# WHAT THIS TASK INVOLVES
Scan the records for the word "hanging". Report each line where it occurs.

# MATERIAL PROVIDED

• • • • • • •

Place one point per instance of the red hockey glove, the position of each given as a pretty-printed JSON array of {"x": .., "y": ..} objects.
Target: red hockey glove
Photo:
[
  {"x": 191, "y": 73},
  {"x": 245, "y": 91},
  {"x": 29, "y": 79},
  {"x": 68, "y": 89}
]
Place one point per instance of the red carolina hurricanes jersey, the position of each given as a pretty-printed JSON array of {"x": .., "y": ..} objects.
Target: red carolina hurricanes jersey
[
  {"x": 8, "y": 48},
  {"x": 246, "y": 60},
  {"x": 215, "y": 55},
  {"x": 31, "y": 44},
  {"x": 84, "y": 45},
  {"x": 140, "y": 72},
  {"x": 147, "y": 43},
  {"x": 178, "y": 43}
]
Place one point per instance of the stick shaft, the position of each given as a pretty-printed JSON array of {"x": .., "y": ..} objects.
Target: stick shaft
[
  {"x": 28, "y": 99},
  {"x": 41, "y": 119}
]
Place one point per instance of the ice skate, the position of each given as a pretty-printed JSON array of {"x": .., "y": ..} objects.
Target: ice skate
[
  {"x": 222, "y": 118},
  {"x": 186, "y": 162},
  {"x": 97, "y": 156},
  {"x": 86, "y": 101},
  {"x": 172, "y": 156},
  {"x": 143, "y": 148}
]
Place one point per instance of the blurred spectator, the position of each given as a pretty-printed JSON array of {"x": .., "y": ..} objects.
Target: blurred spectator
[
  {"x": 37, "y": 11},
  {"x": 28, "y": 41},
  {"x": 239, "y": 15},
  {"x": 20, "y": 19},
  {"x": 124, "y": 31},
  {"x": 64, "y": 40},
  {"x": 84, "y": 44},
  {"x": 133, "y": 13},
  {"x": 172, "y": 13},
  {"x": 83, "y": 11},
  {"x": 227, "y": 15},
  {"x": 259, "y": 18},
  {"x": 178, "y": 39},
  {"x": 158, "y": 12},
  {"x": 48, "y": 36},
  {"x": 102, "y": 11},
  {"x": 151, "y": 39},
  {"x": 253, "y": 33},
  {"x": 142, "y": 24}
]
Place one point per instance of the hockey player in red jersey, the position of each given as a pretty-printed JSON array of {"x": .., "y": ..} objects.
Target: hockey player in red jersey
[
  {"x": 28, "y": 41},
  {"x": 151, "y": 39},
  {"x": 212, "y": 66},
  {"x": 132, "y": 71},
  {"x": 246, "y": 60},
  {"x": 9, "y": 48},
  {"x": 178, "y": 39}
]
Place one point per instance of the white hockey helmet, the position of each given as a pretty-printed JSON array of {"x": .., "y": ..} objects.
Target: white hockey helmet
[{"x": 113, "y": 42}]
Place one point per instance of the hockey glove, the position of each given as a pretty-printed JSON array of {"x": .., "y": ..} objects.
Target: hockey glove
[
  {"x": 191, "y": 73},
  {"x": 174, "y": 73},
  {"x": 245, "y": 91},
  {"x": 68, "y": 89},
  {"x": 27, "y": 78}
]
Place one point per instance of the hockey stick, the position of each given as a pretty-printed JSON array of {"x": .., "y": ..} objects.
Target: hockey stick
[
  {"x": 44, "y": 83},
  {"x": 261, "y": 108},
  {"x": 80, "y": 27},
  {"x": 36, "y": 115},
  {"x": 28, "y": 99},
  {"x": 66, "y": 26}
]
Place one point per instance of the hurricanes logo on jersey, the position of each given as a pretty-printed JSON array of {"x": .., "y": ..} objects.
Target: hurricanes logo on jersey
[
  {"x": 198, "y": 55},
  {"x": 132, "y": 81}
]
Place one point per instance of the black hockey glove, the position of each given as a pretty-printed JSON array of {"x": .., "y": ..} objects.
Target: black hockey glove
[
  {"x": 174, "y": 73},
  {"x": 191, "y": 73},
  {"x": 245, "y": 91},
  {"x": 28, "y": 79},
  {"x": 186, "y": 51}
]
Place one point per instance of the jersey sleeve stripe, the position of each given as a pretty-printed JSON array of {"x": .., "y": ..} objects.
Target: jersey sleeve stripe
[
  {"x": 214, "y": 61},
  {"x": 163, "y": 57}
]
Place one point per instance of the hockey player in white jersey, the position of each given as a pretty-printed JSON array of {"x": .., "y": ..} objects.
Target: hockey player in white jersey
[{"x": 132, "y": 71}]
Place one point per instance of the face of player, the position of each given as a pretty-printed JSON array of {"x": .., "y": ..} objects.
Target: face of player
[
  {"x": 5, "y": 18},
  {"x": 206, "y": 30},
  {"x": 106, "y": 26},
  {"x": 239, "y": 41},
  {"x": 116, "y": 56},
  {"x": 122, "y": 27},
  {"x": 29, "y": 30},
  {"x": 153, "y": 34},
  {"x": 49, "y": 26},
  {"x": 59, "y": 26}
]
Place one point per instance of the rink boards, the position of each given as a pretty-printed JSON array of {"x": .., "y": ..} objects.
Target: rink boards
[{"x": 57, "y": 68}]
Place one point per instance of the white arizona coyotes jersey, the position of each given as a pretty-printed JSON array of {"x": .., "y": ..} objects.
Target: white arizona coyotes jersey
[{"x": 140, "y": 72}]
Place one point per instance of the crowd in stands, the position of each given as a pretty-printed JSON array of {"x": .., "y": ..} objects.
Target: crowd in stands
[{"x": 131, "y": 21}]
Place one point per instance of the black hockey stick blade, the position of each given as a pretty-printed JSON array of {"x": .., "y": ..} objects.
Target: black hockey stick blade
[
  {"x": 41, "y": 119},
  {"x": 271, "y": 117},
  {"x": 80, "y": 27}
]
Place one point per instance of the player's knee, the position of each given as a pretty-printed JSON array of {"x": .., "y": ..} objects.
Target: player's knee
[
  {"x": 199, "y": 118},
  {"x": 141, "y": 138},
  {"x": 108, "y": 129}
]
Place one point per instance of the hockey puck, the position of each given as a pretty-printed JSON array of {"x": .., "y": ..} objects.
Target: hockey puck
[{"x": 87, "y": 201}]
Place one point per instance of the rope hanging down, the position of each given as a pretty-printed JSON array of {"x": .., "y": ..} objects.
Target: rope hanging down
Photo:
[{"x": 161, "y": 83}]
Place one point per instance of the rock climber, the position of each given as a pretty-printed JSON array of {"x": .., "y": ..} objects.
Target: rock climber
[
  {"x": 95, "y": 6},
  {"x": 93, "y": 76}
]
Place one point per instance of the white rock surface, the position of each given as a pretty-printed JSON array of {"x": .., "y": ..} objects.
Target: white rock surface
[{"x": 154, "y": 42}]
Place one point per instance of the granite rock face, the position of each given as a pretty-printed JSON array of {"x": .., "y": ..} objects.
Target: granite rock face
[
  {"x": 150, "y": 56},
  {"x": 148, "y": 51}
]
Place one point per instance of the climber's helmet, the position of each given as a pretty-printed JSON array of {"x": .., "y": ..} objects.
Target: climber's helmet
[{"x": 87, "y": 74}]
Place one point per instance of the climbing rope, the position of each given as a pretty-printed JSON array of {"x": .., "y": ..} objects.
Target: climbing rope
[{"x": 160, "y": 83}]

• • • • • • •

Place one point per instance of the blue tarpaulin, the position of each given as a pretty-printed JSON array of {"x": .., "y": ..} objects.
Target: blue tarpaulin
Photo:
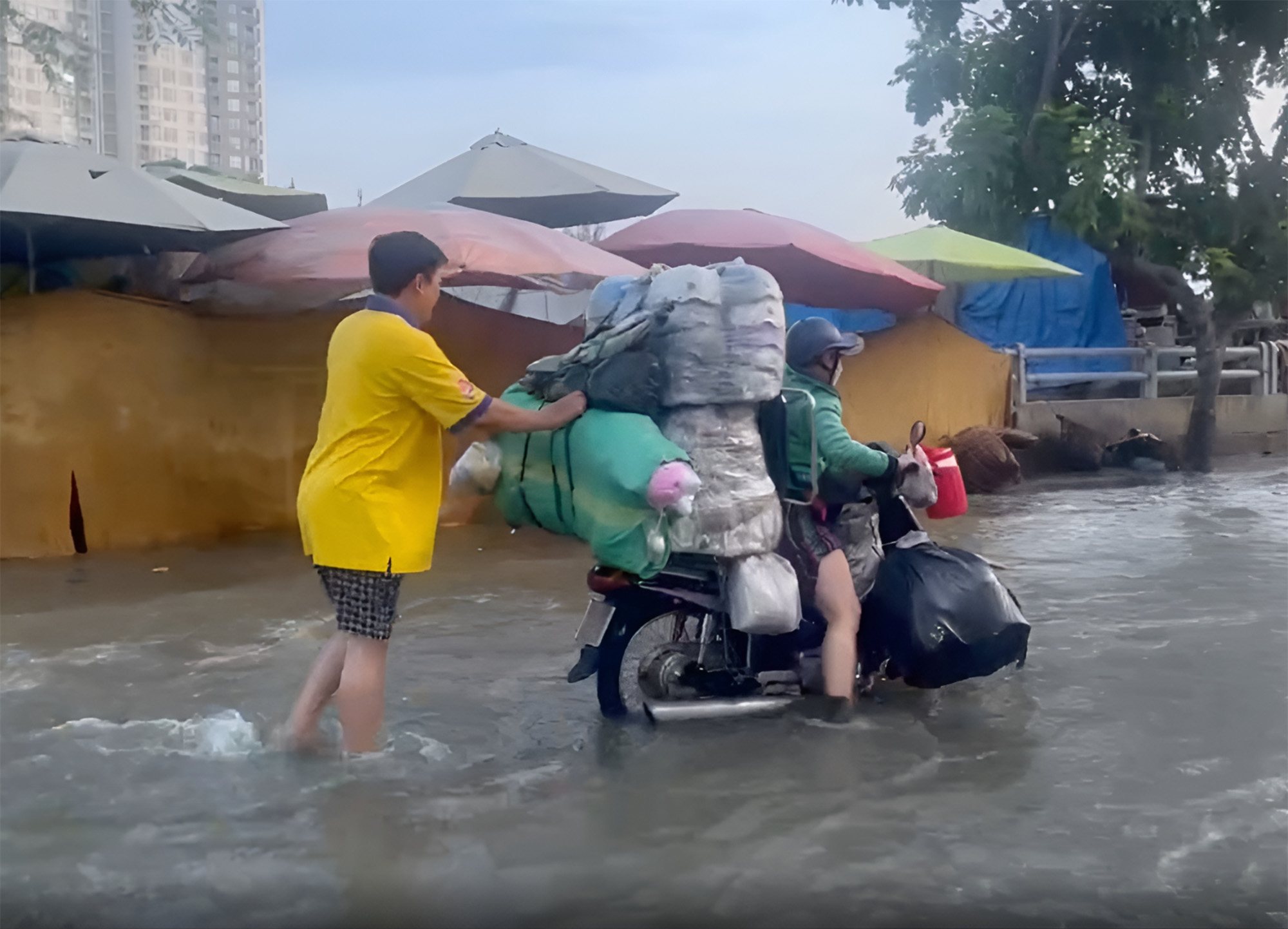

• • • • • • •

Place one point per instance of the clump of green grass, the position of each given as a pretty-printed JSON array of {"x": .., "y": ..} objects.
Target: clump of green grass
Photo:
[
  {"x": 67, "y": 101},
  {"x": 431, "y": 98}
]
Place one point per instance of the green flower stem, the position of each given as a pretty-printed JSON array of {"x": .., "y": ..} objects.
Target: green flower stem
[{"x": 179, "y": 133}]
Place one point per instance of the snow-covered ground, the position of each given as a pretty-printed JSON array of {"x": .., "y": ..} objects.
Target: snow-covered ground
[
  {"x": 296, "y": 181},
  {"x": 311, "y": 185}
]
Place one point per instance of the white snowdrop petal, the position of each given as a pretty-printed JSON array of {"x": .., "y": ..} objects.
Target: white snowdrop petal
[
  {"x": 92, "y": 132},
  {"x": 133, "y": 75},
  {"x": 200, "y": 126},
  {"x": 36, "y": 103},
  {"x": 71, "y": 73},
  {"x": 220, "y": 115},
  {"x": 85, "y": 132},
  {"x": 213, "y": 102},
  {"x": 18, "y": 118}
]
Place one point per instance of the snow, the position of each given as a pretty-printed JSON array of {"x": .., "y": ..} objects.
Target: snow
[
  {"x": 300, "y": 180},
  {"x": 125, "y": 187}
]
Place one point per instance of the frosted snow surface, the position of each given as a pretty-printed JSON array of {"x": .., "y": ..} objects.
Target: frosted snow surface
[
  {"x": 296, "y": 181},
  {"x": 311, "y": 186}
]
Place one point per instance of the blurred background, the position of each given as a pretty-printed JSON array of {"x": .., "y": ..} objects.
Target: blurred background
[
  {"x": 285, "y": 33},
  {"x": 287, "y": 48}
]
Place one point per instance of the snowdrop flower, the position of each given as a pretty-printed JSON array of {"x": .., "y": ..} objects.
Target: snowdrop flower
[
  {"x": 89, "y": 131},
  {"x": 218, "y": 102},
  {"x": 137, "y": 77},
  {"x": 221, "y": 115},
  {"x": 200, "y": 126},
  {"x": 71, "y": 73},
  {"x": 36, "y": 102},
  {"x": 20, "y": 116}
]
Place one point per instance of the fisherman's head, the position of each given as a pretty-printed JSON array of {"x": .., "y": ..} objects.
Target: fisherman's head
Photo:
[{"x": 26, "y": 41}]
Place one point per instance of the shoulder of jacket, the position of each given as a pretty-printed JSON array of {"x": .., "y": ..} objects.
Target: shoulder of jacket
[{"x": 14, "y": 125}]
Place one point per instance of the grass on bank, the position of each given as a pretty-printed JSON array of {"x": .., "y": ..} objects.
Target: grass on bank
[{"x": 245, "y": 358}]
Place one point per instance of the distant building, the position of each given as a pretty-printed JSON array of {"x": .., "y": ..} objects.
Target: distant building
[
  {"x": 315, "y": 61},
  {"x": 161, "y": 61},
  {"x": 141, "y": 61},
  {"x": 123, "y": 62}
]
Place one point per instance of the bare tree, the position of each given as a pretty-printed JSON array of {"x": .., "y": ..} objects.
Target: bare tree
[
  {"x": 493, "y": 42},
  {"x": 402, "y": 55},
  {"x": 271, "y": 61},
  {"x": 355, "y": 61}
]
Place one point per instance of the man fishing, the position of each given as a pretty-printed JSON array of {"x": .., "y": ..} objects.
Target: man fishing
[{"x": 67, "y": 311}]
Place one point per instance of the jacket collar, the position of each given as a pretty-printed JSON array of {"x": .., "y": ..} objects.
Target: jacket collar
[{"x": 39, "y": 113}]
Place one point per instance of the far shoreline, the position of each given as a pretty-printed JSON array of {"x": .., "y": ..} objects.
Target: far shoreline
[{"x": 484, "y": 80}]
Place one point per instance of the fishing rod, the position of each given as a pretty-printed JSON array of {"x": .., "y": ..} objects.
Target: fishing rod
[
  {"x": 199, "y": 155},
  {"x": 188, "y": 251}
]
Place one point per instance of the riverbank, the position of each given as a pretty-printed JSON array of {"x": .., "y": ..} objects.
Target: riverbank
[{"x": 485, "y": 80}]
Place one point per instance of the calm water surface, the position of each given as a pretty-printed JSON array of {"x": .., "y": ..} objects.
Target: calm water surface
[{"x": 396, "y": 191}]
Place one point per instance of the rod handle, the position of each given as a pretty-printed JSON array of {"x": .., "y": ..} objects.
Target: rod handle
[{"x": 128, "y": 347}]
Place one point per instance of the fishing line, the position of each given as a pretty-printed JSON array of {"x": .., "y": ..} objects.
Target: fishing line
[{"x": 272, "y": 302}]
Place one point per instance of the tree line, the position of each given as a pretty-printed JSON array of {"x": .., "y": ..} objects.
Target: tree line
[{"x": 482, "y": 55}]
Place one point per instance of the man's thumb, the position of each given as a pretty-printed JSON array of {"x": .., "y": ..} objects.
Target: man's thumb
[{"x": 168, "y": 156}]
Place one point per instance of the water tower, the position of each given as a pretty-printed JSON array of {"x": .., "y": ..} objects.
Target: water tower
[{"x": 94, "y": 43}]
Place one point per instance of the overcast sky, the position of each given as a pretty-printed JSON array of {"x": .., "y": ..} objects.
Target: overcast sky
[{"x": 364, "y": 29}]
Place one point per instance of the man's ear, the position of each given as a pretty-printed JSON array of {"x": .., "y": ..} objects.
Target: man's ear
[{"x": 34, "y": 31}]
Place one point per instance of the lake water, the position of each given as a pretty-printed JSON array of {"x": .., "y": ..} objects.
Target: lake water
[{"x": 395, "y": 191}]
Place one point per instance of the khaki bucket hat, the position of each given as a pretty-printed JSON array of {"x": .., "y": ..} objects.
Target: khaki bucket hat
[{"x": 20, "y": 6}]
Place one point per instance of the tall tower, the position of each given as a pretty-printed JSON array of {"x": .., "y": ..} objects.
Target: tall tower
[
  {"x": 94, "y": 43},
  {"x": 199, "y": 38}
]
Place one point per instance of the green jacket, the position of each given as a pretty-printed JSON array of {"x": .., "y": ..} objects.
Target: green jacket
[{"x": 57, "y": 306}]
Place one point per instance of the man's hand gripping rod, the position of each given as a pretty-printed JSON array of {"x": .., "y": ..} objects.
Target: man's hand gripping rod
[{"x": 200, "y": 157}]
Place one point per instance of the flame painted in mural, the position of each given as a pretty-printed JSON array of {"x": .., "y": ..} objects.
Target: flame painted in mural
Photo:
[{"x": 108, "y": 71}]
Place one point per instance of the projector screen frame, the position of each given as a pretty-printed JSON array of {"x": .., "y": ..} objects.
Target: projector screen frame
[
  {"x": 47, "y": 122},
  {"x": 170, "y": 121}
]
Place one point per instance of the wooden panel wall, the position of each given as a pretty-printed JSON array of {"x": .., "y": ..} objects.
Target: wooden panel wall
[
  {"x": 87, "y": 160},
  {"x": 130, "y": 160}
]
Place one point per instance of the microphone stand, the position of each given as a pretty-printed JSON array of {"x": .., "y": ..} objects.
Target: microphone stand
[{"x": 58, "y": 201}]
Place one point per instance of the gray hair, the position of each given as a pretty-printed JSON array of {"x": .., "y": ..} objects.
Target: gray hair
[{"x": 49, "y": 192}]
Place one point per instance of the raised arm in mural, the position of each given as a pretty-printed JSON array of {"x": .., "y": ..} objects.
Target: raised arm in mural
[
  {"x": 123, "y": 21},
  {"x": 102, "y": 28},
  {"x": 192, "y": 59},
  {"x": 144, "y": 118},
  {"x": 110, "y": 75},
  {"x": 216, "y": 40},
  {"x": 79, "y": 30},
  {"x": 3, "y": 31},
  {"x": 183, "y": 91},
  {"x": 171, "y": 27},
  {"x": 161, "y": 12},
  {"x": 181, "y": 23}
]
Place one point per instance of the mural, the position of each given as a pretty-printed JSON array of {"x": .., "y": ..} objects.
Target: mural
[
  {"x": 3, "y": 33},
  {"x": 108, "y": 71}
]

• • • • • • •

# YOUR RESPONSE
Place one point per instance of the rope hanging down, the position of each given as a pretty-printed JSON array of {"x": .., "y": ..} objects.
Target: rope hanging down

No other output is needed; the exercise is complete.